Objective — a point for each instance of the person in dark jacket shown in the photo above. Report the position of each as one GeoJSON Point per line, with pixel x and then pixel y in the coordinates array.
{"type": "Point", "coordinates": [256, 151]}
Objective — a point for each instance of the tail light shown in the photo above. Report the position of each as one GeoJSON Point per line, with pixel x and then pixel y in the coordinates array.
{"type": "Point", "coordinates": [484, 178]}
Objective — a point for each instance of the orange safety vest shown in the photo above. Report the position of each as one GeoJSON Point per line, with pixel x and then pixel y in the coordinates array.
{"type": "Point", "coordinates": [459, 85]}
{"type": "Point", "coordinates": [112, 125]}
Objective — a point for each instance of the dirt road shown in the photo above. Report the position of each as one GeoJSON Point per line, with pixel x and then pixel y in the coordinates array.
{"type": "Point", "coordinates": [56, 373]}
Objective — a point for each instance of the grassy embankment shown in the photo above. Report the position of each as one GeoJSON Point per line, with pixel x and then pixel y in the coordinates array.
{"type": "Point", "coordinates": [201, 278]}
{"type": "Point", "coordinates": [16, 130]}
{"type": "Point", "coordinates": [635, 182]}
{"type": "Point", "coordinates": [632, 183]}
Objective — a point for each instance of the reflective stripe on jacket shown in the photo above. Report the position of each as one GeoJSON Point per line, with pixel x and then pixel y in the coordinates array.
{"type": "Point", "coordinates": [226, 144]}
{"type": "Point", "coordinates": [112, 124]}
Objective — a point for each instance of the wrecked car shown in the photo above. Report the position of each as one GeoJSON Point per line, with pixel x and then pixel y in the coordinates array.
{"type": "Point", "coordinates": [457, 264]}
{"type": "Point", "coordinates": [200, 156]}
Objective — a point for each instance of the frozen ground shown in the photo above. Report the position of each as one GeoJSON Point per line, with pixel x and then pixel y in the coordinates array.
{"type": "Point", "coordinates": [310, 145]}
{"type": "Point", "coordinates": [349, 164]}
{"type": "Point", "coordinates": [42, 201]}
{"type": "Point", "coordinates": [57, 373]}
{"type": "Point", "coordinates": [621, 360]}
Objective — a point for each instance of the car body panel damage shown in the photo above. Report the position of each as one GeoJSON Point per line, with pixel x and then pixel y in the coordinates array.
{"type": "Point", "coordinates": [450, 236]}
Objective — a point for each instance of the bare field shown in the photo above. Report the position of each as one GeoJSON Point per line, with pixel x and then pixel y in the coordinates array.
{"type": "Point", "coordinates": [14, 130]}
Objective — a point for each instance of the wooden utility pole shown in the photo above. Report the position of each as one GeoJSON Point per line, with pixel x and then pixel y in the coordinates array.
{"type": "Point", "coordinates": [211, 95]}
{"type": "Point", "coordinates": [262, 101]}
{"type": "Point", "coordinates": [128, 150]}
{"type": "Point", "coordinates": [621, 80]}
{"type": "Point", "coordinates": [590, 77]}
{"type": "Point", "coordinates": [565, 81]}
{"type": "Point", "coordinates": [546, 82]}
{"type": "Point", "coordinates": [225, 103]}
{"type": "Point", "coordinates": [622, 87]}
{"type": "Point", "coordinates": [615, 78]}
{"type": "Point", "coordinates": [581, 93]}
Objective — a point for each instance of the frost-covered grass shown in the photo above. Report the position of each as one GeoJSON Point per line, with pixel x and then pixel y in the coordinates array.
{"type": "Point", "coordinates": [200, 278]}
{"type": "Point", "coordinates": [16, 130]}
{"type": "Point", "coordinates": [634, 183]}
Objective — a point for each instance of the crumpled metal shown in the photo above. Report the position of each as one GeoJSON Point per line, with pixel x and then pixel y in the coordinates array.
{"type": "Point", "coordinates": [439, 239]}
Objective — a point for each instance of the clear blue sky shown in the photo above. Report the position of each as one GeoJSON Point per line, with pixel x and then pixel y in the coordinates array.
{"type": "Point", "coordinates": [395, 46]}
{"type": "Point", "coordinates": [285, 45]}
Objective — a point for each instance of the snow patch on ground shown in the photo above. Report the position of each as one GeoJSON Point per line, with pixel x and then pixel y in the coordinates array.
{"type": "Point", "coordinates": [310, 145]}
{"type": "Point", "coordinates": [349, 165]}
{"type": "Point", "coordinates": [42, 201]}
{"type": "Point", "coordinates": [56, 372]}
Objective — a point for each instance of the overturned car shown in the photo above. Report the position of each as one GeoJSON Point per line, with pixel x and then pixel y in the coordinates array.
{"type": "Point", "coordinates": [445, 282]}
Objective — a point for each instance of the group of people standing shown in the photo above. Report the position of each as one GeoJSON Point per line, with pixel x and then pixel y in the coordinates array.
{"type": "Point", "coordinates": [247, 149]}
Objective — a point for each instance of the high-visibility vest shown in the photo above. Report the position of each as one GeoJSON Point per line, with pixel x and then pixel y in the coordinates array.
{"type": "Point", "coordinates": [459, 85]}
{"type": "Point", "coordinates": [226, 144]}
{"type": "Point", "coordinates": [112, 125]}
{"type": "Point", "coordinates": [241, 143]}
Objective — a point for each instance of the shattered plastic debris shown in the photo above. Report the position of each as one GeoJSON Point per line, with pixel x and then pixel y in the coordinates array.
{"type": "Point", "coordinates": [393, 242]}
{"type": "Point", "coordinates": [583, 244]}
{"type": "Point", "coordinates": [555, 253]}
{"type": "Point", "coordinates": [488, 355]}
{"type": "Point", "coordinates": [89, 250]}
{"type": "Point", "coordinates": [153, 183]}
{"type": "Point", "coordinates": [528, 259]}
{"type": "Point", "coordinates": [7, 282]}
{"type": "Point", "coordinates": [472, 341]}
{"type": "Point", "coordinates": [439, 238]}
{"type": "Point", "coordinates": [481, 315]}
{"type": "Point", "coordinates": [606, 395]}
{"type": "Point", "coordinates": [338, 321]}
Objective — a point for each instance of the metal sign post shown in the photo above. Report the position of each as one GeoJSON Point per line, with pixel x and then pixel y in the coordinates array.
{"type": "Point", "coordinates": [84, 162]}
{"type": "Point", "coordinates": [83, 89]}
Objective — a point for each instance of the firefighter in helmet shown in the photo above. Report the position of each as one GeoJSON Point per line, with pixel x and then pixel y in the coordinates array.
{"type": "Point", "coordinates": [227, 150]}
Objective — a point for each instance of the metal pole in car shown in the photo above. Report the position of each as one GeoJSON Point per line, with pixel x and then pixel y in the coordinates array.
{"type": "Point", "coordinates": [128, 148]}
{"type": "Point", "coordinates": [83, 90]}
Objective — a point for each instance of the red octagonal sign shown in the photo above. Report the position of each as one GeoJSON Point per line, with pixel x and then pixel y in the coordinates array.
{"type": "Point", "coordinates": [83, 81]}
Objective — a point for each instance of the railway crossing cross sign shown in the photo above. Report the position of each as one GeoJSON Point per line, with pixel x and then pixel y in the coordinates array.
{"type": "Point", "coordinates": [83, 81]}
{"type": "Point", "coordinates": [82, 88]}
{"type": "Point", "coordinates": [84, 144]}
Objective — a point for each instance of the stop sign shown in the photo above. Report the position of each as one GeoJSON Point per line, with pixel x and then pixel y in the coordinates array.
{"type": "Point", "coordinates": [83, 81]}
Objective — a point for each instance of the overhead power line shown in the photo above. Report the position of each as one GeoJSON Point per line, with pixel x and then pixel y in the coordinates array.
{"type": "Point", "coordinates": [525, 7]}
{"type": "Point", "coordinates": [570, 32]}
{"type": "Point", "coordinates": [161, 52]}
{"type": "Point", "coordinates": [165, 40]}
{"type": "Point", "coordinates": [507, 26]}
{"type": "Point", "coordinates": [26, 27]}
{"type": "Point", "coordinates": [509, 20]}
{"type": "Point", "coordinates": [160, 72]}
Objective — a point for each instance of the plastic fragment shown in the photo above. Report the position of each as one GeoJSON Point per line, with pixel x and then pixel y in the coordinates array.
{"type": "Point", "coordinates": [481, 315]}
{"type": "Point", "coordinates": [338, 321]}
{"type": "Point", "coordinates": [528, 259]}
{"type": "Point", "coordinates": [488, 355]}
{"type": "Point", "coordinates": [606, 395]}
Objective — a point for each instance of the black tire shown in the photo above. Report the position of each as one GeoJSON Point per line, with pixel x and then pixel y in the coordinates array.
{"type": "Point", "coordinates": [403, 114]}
----
* **What you are asked to do**
Give back, exactly as written, the lines from the one with "Objective — a point for each instance of the red" to the last line.

* **Response**
Objective — a point for each instance of the red octagonal sign shown in the photo above. Report the position of each as one GeoJSON Point per line, with pixel x and then pixel y in the coordinates array.
{"type": "Point", "coordinates": [83, 81]}
Objective — a point for each instance of the railway crossing cross sign shown in the photo above. Report the position of each as one GeoJSON Point per line, with pixel x and then pixel y in the coordinates array.
{"type": "Point", "coordinates": [83, 81]}
{"type": "Point", "coordinates": [82, 88]}
{"type": "Point", "coordinates": [84, 144]}
Objective — a point for each instance of the stop sign shown in the photo above. Report the position of each as one GeoJSON Point per line, with pixel x and then pixel y in the coordinates array.
{"type": "Point", "coordinates": [83, 81]}
Objective — a point for each instance of the overhead power line shown in the photo above. Report the position of each as one GeoJSON Point per line, with pixel x and then pixel y in the coordinates array.
{"type": "Point", "coordinates": [525, 7]}
{"type": "Point", "coordinates": [570, 32]}
{"type": "Point", "coordinates": [161, 52]}
{"type": "Point", "coordinates": [165, 40]}
{"type": "Point", "coordinates": [507, 26]}
{"type": "Point", "coordinates": [26, 27]}
{"type": "Point", "coordinates": [509, 20]}
{"type": "Point", "coordinates": [160, 72]}
Objective — a point for each instance of the plastic fragment shown in the photo above. Report the position of each as one GeoJSON Point per line, with pixel x and then pixel y in the coordinates array.
{"type": "Point", "coordinates": [481, 315]}
{"type": "Point", "coordinates": [338, 321]}
{"type": "Point", "coordinates": [528, 259]}
{"type": "Point", "coordinates": [488, 355]}
{"type": "Point", "coordinates": [606, 395]}
Objective — a point for each instance of the black tire shown in the photo above. Report the position of each as one GeoJSON Point per line, with pixel x and then pixel y in the coordinates array.
{"type": "Point", "coordinates": [403, 114]}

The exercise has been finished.